--- TASK GOAL ---
What is needed is a word-for-word copy of every record below, minus the pictures.

--- DATA FOR PROCESSING ---
▼
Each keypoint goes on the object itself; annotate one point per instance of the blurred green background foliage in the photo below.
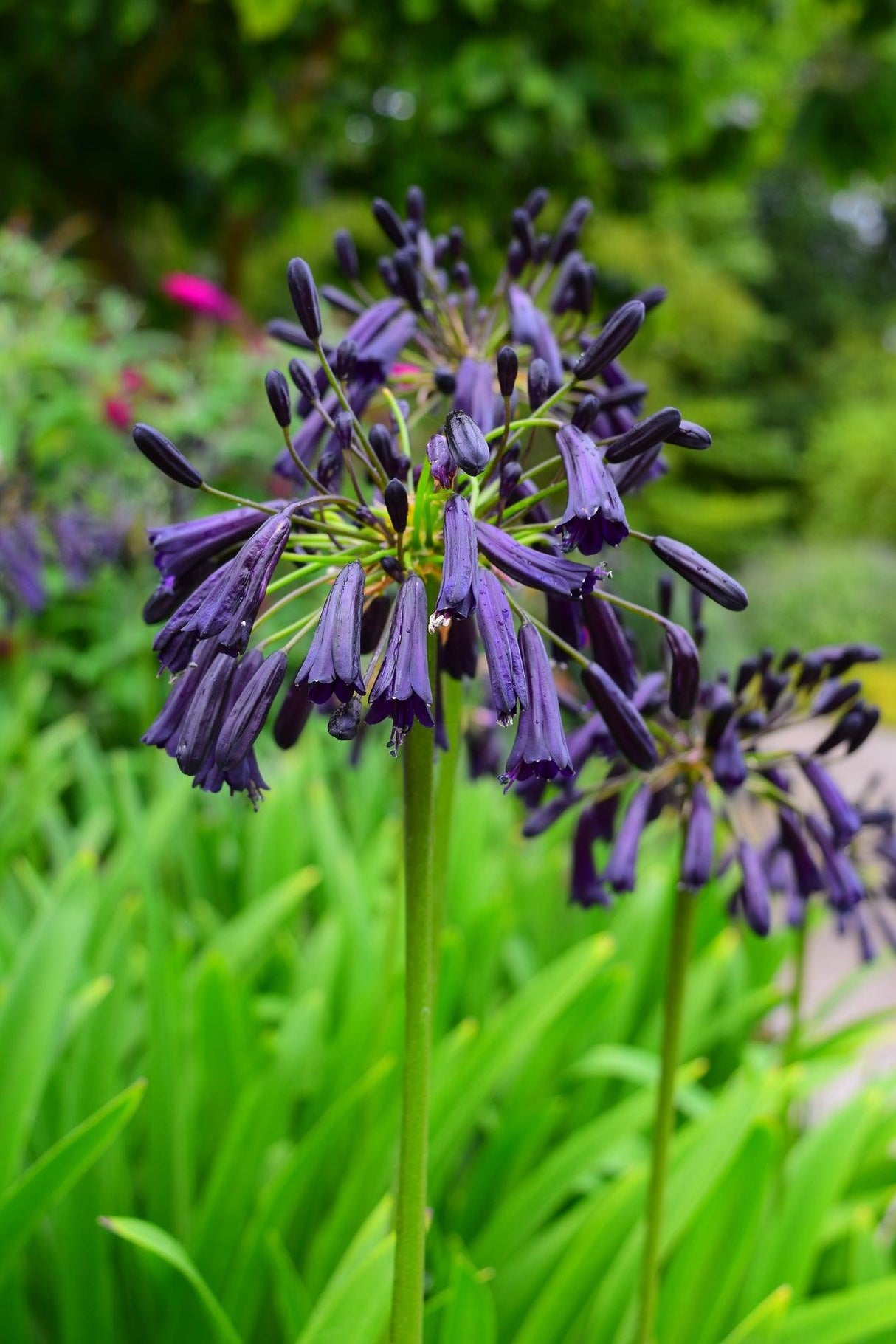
(739, 154)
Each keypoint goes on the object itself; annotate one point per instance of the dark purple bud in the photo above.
(586, 887)
(508, 368)
(402, 687)
(722, 707)
(540, 748)
(416, 204)
(586, 412)
(535, 202)
(380, 441)
(396, 497)
(204, 713)
(501, 649)
(458, 653)
(618, 332)
(627, 728)
(373, 621)
(523, 230)
(292, 717)
(289, 334)
(277, 390)
(619, 871)
(409, 278)
(332, 666)
(594, 511)
(304, 379)
(458, 589)
(387, 273)
(247, 715)
(833, 697)
(442, 465)
(696, 863)
(688, 435)
(344, 720)
(343, 427)
(164, 456)
(728, 766)
(466, 443)
(665, 593)
(345, 253)
(304, 293)
(644, 435)
(537, 569)
(701, 573)
(539, 383)
(345, 359)
(684, 675)
(653, 297)
(844, 819)
(390, 222)
(754, 894)
(609, 643)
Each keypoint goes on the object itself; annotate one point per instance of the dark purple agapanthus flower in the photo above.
(540, 748)
(507, 675)
(594, 512)
(402, 687)
(458, 590)
(334, 663)
(419, 458)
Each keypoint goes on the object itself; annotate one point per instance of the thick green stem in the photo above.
(410, 1208)
(673, 1006)
(452, 707)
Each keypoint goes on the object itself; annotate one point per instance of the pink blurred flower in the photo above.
(117, 412)
(201, 296)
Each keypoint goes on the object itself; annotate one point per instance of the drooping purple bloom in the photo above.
(594, 511)
(458, 589)
(249, 713)
(334, 661)
(619, 871)
(540, 748)
(586, 887)
(402, 687)
(624, 722)
(230, 609)
(754, 894)
(696, 862)
(180, 546)
(507, 675)
(844, 819)
(537, 569)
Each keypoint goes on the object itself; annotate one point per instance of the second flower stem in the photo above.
(672, 1015)
(410, 1208)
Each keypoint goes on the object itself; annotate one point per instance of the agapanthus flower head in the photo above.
(422, 527)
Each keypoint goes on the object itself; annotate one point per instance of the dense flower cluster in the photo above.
(515, 404)
(720, 756)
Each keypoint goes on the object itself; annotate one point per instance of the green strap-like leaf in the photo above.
(52, 1175)
(160, 1244)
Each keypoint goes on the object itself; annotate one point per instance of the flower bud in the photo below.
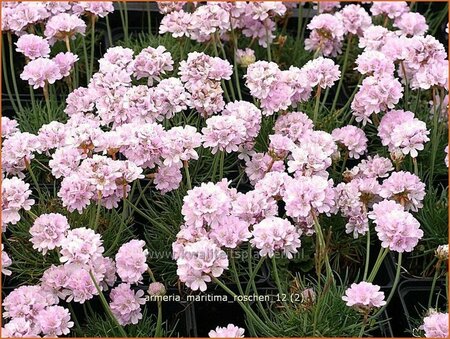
(442, 252)
(156, 289)
(245, 57)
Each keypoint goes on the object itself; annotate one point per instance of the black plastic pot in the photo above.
(413, 296)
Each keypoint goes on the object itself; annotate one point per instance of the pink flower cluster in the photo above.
(254, 19)
(352, 139)
(435, 325)
(277, 90)
(15, 197)
(59, 18)
(32, 312)
(201, 75)
(131, 261)
(48, 231)
(364, 296)
(327, 33)
(274, 234)
(126, 304)
(401, 131)
(6, 262)
(397, 229)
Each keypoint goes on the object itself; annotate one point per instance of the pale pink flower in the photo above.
(435, 325)
(64, 25)
(223, 133)
(209, 204)
(20, 328)
(306, 195)
(254, 206)
(26, 302)
(40, 71)
(177, 23)
(392, 9)
(15, 196)
(245, 57)
(156, 289)
(375, 95)
(321, 72)
(54, 321)
(354, 18)
(6, 262)
(168, 178)
(274, 234)
(411, 23)
(97, 8)
(76, 192)
(80, 246)
(33, 46)
(327, 32)
(126, 304)
(181, 143)
(405, 188)
(374, 63)
(400, 130)
(364, 296)
(231, 232)
(373, 167)
(48, 231)
(294, 125)
(374, 38)
(9, 127)
(65, 62)
(352, 139)
(397, 229)
(248, 113)
(131, 261)
(151, 63)
(201, 260)
(18, 151)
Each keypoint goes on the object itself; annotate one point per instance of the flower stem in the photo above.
(108, 30)
(47, 102)
(253, 272)
(13, 73)
(381, 255)
(316, 107)
(33, 177)
(158, 331)
(322, 246)
(269, 52)
(106, 306)
(252, 316)
(236, 69)
(366, 266)
(277, 277)
(394, 286)
(222, 161)
(433, 284)
(344, 69)
(67, 41)
(5, 77)
(97, 214)
(91, 66)
(188, 176)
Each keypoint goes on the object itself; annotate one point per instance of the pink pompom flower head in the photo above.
▲
--- RESULT OF THE TASK ---
Each keypoint goes on the object itself; annotate one point per instance of the blurred green background foliage in the photo below.
(739, 154)
Each keypoint goes on the object itself; annotate one point per instance of the dark purple bud in the photo above.
(586, 887)
(508, 368)
(402, 687)
(722, 707)
(540, 748)
(416, 204)
(586, 412)
(535, 202)
(380, 441)
(396, 497)
(204, 713)
(501, 649)
(458, 653)
(618, 332)
(627, 728)
(373, 621)
(523, 230)
(292, 717)
(289, 334)
(277, 390)
(619, 871)
(409, 278)
(332, 666)
(594, 511)
(304, 379)
(458, 589)
(387, 273)
(247, 715)
(833, 697)
(442, 465)
(696, 863)
(688, 435)
(344, 720)
(343, 427)
(164, 456)
(728, 766)
(466, 443)
(665, 593)
(345, 253)
(304, 293)
(644, 435)
(537, 569)
(701, 573)
(539, 383)
(345, 359)
(684, 675)
(653, 297)
(844, 819)
(390, 222)
(754, 894)
(609, 643)
Each keypoint goes on the object itself; annotate one point per instance of the dark purple agapanthus flower in the photo above.
(540, 748)
(507, 675)
(594, 512)
(402, 687)
(458, 590)
(334, 663)
(419, 458)
Each keypoint goes on the object itself; annotate one point per instance of the thick green stem in the photo above.
(410, 1208)
(673, 1006)
(452, 707)
Each keypoint goes on the object itself; annotate one point per instance of the pink blurred flower in the photo above.
(117, 412)
(201, 296)
Each keypoint goes on the object itself; annotate one point per instance of the drooping purple bloom in the photo above.
(594, 511)
(458, 589)
(249, 713)
(334, 661)
(619, 871)
(540, 748)
(586, 887)
(402, 687)
(624, 722)
(230, 609)
(754, 894)
(696, 862)
(180, 546)
(507, 675)
(844, 819)
(537, 569)
Each keypoint goes on the object itself; annotate one point per instance of the second flower stem in the photo above.
(672, 1015)
(410, 1208)
Each keypoint goes on the object itself; annotate one point per instance of the agapanthus flower head in the photo above.
(422, 527)
Each keypoint goes on the object itself; annotate one point per instance of the dense flower cluster in the photo above.
(515, 404)
(720, 756)
Each keypoint goes on the object itself; annotate one point per instance of the green strap-like leaf in the photo above.
(52, 1175)
(160, 1244)
Each keypoint goes on the object itself; annotate one point per instance of the flower bud in the photo below.
(442, 252)
(156, 289)
(245, 57)
Each keypoint goes on the object itself; annotate one point per instance of the black plastic pot in the photo above.
(413, 296)
Each keypoint goes on the object itself; annotate one point per instance of the pink flower cluster in the photo above.
(254, 19)
(352, 139)
(435, 325)
(277, 90)
(15, 197)
(59, 18)
(32, 312)
(201, 75)
(131, 261)
(48, 231)
(364, 296)
(327, 33)
(274, 234)
(126, 304)
(401, 131)
(6, 262)
(397, 229)
Each keypoint goes on the object itself; annotate one point per instance of the pale pink flower in the photo above.
(435, 325)
(64, 25)
(223, 133)
(209, 204)
(20, 328)
(306, 195)
(254, 206)
(26, 302)
(40, 71)
(177, 23)
(392, 9)
(15, 196)
(245, 57)
(156, 289)
(375, 95)
(321, 72)
(54, 321)
(354, 18)
(6, 262)
(168, 178)
(274, 234)
(411, 23)
(97, 8)
(76, 192)
(80, 246)
(33, 46)
(327, 32)
(126, 304)
(181, 143)
(405, 188)
(374, 63)
(400, 130)
(364, 296)
(231, 232)
(373, 167)
(48, 231)
(294, 125)
(374, 38)
(9, 127)
(65, 62)
(352, 139)
(397, 229)
(248, 113)
(131, 261)
(151, 63)
(201, 260)
(18, 151)
Each keypoint goes on the object itself; annotate one point per instance of the flower stem in the photo above.
(108, 30)
(47, 102)
(253, 272)
(13, 73)
(381, 255)
(316, 107)
(33, 177)
(158, 331)
(322, 246)
(269, 52)
(106, 306)
(252, 316)
(236, 69)
(366, 266)
(277, 277)
(394, 286)
(222, 161)
(433, 284)
(344, 69)
(67, 41)
(5, 77)
(97, 214)
(91, 66)
(188, 176)
Each keypoint goes on the object itself; annotate one point per instance of the pink pompom flower head in the photo above.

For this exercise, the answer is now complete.